***** Source material *****

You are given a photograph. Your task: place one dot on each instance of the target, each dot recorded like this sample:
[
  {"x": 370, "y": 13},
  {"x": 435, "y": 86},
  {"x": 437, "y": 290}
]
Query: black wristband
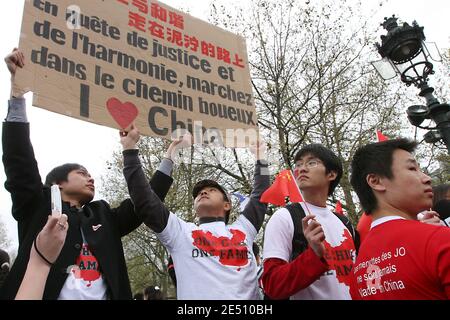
[{"x": 40, "y": 254}]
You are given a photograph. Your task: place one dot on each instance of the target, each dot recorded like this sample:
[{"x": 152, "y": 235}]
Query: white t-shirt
[
  {"x": 212, "y": 261},
  {"x": 84, "y": 282},
  {"x": 340, "y": 252}
]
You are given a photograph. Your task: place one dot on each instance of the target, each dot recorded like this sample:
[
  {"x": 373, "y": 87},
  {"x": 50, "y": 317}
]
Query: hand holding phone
[{"x": 56, "y": 204}]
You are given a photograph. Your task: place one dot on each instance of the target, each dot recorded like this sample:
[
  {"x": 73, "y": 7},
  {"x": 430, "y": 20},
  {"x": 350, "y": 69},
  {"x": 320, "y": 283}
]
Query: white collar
[{"x": 384, "y": 219}]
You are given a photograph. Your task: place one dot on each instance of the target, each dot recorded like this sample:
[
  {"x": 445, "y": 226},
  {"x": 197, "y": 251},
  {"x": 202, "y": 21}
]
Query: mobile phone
[{"x": 56, "y": 204}]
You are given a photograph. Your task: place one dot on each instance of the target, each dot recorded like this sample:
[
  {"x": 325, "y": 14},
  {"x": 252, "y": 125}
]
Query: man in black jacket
[{"x": 91, "y": 264}]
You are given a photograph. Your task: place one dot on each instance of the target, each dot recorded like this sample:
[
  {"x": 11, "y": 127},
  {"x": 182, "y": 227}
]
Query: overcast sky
[{"x": 59, "y": 139}]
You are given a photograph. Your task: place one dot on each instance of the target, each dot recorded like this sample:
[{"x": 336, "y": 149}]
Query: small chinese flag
[
  {"x": 381, "y": 137},
  {"x": 284, "y": 186},
  {"x": 338, "y": 209}
]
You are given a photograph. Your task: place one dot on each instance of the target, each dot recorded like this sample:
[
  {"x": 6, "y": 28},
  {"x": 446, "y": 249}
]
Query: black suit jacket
[{"x": 31, "y": 207}]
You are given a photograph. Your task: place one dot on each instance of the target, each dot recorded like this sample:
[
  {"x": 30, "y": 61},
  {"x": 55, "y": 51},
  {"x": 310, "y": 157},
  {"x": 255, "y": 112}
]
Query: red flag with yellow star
[{"x": 283, "y": 187}]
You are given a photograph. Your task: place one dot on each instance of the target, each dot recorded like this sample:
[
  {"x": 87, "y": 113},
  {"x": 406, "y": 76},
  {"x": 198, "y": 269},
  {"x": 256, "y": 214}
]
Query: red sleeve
[
  {"x": 439, "y": 247},
  {"x": 281, "y": 279},
  {"x": 363, "y": 226},
  {"x": 354, "y": 288}
]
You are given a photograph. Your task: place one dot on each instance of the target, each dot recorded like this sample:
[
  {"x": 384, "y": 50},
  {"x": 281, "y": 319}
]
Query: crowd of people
[{"x": 400, "y": 250}]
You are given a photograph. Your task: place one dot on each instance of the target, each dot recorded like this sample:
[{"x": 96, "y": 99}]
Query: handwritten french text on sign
[{"x": 121, "y": 61}]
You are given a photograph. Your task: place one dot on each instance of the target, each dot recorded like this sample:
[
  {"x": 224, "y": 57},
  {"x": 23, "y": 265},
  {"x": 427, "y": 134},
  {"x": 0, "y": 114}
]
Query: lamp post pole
[{"x": 404, "y": 53}]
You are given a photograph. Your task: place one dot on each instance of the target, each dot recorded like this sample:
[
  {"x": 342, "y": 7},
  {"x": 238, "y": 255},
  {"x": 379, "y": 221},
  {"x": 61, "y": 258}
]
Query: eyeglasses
[{"x": 308, "y": 164}]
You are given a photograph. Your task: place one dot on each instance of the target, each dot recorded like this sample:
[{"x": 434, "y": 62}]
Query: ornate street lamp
[{"x": 405, "y": 53}]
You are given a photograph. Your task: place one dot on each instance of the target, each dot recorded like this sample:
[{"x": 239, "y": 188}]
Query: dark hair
[
  {"x": 202, "y": 184},
  {"x": 153, "y": 293},
  {"x": 329, "y": 159},
  {"x": 59, "y": 174},
  {"x": 440, "y": 192},
  {"x": 255, "y": 249},
  {"x": 375, "y": 158}
]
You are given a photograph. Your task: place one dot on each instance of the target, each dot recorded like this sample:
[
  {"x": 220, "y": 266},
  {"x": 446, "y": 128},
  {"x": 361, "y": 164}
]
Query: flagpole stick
[{"x": 300, "y": 191}]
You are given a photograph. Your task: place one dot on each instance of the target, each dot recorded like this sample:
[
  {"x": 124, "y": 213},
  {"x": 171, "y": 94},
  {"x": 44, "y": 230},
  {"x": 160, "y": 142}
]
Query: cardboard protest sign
[{"x": 118, "y": 61}]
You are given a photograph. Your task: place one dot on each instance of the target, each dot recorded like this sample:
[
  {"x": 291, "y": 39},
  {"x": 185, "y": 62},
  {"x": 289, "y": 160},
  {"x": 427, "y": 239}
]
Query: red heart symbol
[{"x": 123, "y": 113}]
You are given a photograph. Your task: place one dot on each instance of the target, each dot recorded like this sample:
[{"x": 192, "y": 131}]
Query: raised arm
[
  {"x": 147, "y": 204},
  {"x": 255, "y": 210},
  {"x": 22, "y": 175}
]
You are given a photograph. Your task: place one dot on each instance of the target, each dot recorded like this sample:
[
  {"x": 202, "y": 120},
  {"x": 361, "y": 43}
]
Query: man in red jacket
[
  {"x": 400, "y": 258},
  {"x": 323, "y": 269}
]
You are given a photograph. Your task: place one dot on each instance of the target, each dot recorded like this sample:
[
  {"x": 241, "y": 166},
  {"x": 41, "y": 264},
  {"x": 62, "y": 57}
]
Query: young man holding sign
[
  {"x": 213, "y": 260},
  {"x": 91, "y": 264}
]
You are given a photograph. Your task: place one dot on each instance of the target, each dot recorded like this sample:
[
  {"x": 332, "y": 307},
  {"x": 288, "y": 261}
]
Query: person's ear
[
  {"x": 332, "y": 175},
  {"x": 375, "y": 182},
  {"x": 226, "y": 206}
]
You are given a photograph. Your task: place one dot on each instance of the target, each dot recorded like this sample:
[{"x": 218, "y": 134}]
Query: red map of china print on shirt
[
  {"x": 86, "y": 266},
  {"x": 340, "y": 258},
  {"x": 231, "y": 252}
]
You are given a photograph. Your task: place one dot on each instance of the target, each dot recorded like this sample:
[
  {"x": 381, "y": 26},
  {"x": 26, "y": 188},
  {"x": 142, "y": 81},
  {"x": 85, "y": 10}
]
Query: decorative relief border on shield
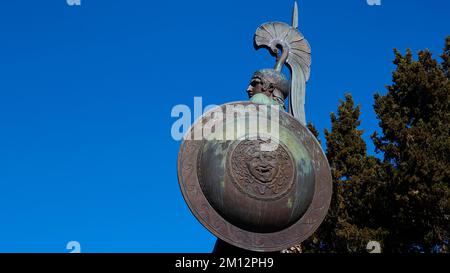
[{"x": 296, "y": 233}]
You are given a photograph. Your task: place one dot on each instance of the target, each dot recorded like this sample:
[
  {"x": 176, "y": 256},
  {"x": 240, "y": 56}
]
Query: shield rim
[{"x": 260, "y": 242}]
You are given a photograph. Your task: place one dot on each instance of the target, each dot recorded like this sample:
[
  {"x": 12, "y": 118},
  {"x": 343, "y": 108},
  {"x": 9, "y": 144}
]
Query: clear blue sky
[{"x": 86, "y": 93}]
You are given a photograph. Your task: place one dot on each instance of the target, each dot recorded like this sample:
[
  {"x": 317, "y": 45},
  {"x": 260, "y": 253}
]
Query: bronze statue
[{"x": 251, "y": 197}]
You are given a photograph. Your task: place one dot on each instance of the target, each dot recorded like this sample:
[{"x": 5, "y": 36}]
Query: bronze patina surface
[{"x": 253, "y": 199}]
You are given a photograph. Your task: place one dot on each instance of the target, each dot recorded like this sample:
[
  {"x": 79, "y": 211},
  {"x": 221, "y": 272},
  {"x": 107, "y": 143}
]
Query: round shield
[{"x": 254, "y": 176}]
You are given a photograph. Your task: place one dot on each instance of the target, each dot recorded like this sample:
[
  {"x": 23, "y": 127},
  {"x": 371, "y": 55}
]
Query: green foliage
[
  {"x": 349, "y": 225},
  {"x": 415, "y": 120},
  {"x": 402, "y": 201}
]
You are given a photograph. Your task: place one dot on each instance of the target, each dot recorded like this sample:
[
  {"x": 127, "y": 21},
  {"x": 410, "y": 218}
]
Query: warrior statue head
[{"x": 270, "y": 86}]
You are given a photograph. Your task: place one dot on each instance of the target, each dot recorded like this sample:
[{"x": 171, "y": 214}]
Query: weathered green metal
[{"x": 251, "y": 198}]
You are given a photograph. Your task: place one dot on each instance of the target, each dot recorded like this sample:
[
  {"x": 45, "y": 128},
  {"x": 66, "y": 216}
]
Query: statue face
[{"x": 255, "y": 87}]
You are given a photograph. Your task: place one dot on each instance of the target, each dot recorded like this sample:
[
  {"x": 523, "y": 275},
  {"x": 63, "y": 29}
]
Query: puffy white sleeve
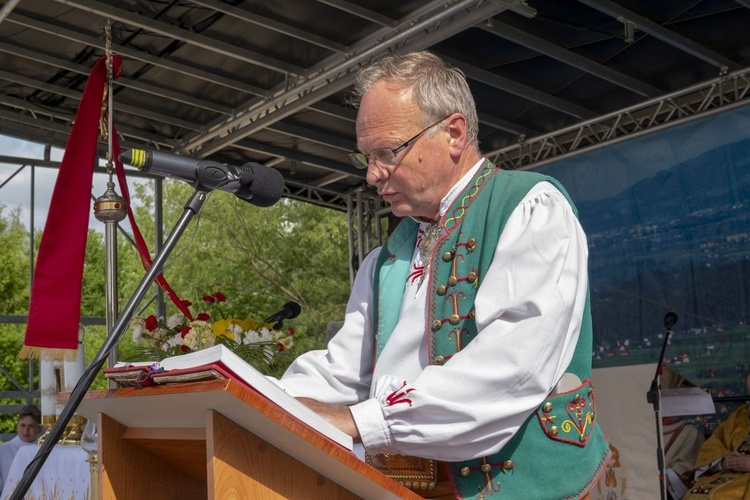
[
  {"x": 342, "y": 373},
  {"x": 529, "y": 309}
]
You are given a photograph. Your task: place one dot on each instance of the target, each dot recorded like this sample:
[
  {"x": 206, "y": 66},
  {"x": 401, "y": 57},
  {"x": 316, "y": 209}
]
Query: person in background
[
  {"x": 28, "y": 427},
  {"x": 463, "y": 363}
]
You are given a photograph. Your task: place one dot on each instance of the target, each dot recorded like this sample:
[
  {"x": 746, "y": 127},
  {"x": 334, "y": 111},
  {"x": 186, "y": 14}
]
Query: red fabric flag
[{"x": 55, "y": 306}]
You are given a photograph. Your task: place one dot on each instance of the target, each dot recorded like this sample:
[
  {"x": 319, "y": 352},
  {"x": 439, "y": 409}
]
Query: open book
[{"x": 219, "y": 362}]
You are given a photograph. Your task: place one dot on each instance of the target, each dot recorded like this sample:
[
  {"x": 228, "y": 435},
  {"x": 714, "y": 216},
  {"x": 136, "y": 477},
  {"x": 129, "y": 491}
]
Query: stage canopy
[{"x": 239, "y": 81}]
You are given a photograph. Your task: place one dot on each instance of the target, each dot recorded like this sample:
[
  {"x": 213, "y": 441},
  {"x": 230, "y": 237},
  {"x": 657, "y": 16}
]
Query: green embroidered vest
[{"x": 559, "y": 451}]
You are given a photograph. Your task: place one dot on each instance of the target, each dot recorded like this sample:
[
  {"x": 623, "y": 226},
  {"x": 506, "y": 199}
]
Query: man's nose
[{"x": 375, "y": 172}]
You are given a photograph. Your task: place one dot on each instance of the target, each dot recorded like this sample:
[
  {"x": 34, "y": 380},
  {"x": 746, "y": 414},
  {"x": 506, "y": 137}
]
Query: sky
[{"x": 17, "y": 192}]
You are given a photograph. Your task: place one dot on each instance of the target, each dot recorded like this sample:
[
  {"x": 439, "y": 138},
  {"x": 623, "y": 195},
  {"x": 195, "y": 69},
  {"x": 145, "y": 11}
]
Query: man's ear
[{"x": 457, "y": 134}]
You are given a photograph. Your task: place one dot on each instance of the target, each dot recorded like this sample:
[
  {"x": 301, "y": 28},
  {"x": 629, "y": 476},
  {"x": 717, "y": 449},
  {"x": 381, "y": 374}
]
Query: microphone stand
[
  {"x": 192, "y": 207},
  {"x": 654, "y": 397}
]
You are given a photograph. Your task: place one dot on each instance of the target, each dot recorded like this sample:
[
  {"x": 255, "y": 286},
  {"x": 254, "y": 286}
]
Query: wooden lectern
[{"x": 220, "y": 439}]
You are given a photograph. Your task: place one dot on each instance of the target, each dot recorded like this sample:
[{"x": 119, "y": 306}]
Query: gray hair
[{"x": 437, "y": 89}]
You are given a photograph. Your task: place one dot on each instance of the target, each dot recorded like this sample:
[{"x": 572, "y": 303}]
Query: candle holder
[{"x": 73, "y": 431}]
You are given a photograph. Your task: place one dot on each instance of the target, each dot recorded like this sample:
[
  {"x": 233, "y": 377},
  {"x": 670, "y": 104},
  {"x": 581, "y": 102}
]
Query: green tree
[{"x": 259, "y": 258}]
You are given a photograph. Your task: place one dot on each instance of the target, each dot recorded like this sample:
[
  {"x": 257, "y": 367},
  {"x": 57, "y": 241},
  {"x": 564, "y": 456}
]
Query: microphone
[
  {"x": 669, "y": 320},
  {"x": 255, "y": 183},
  {"x": 289, "y": 311}
]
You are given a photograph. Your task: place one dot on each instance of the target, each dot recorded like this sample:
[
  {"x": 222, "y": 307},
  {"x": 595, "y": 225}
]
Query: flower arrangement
[{"x": 251, "y": 340}]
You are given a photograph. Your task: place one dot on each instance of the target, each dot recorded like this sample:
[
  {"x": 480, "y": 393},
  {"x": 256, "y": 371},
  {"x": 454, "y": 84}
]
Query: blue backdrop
[{"x": 667, "y": 216}]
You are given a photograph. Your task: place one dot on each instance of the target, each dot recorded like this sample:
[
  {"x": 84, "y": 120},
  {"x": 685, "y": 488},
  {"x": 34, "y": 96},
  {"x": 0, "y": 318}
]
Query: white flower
[
  {"x": 234, "y": 329},
  {"x": 251, "y": 337},
  {"x": 175, "y": 341},
  {"x": 266, "y": 335},
  {"x": 200, "y": 336}
]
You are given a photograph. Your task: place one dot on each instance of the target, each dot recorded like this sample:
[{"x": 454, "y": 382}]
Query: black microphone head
[
  {"x": 294, "y": 309},
  {"x": 266, "y": 187},
  {"x": 670, "y": 319}
]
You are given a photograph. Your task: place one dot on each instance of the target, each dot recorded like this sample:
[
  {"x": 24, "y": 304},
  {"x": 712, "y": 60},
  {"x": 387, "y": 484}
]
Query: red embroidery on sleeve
[{"x": 399, "y": 396}]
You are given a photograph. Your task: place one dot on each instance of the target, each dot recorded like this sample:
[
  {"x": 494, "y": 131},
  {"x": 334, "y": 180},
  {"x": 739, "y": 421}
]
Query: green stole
[{"x": 559, "y": 451}]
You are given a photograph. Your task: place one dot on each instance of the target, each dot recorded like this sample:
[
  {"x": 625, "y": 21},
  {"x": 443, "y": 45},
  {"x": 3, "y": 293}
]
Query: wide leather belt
[{"x": 419, "y": 474}]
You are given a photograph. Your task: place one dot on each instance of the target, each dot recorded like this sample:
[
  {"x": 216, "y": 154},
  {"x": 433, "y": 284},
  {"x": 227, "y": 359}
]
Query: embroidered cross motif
[
  {"x": 427, "y": 239},
  {"x": 416, "y": 274}
]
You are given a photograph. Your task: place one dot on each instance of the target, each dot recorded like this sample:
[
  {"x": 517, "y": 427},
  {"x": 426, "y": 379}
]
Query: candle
[
  {"x": 47, "y": 387},
  {"x": 73, "y": 370}
]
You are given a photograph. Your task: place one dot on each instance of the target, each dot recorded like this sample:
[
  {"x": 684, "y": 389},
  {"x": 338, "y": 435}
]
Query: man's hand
[
  {"x": 736, "y": 461},
  {"x": 340, "y": 416}
]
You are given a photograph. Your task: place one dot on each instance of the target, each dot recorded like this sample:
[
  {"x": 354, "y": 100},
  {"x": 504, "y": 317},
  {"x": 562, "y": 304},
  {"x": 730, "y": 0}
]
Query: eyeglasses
[{"x": 385, "y": 156}]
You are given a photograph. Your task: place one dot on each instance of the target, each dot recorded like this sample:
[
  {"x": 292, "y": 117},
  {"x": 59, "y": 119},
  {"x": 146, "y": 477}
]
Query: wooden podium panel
[
  {"x": 220, "y": 439},
  {"x": 156, "y": 467},
  {"x": 245, "y": 466}
]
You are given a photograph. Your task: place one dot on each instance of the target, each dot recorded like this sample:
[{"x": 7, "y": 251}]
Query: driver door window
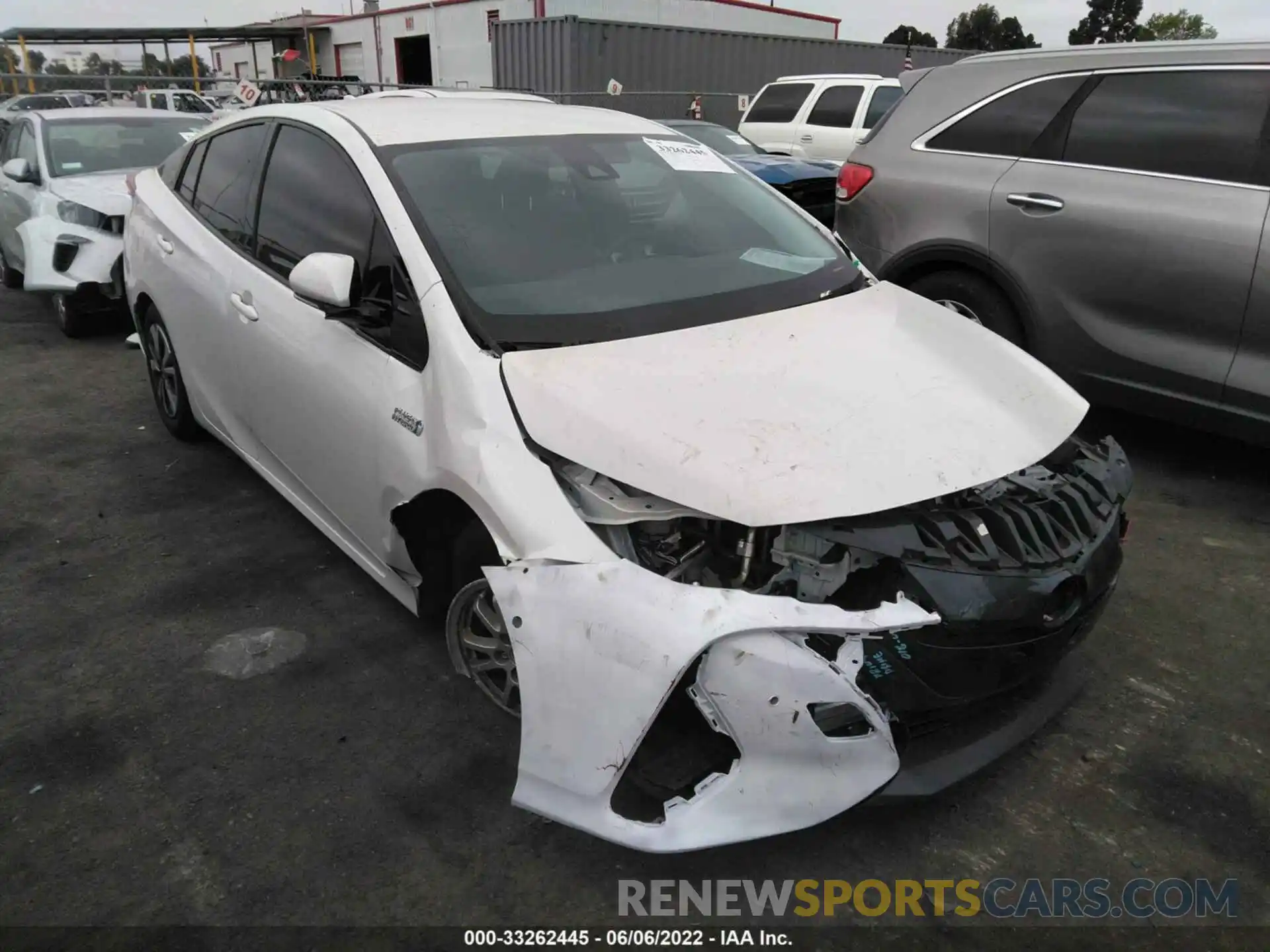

*****

[Work to complete] Extract every line of the rows above that contains the string "black", matching case exactly.

[Exercise response]
Query: black wristband
Query: man in black jacket
Query: black suit jacket
Query: black microphone head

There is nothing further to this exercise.